▸ Task instructions:
Turn each of the rows below into a JSON list of strings, one string per line, with blank lines dropped. Leave the pictures out of your answer.

▸ Material provided:
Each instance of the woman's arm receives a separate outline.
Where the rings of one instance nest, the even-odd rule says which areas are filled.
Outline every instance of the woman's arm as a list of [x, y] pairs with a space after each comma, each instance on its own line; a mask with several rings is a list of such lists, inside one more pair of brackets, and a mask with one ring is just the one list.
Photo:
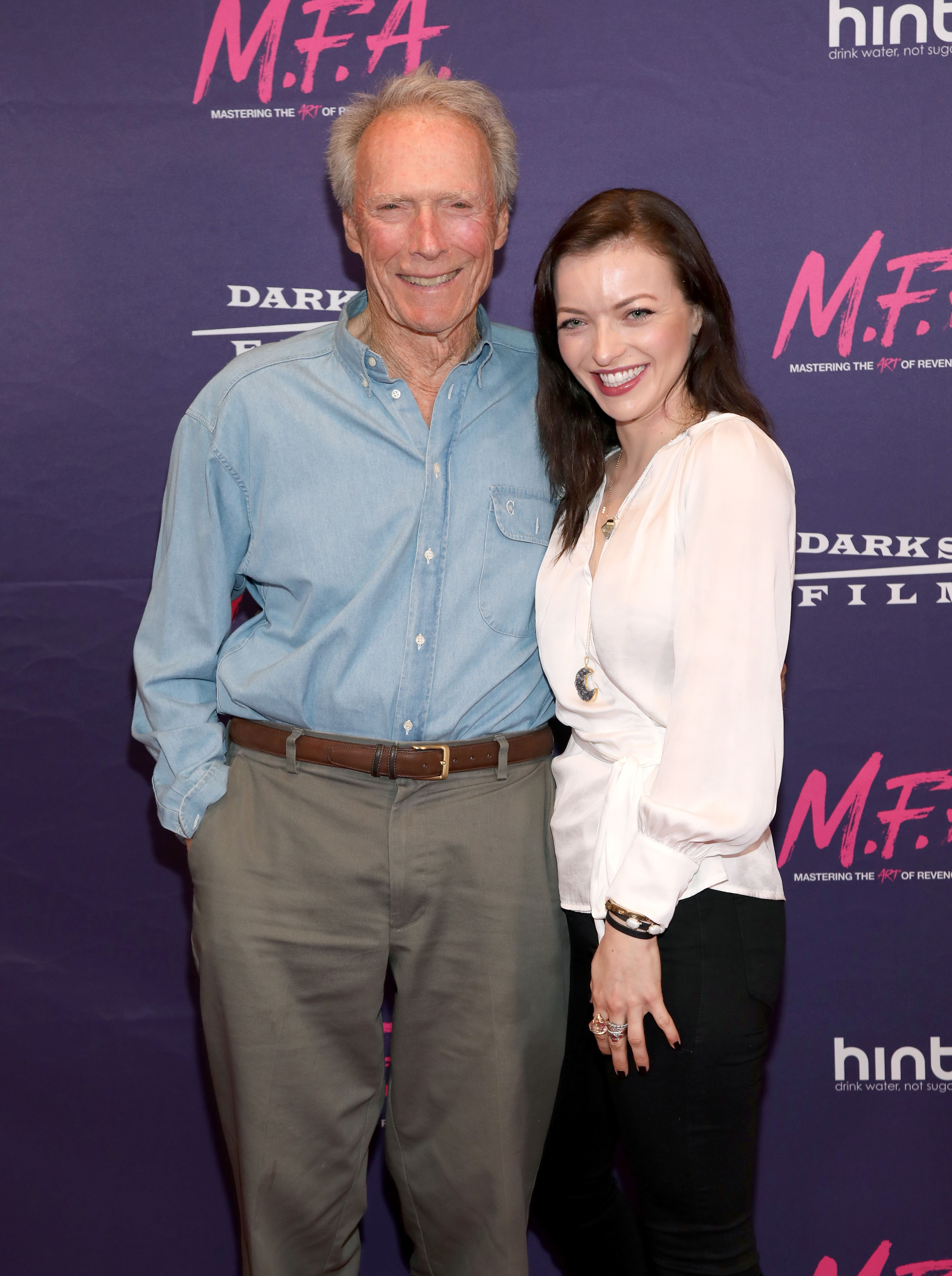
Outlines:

▸ Answer to the problem:
[
  "Each instance of the woman's arm receives a separate outline.",
  "Where the rings of one instance nest, the even-odd rule says which areas are filled.",
  "Outline every instance of the woman's arm as a list of [x, y] pairs with a space after each comma, each instance on its own line; a mask with several rings is a list of such lists, inside one more pair of brackets, and a mask with one ring is just the one list.",
  "Photo:",
  "Outlines:"
]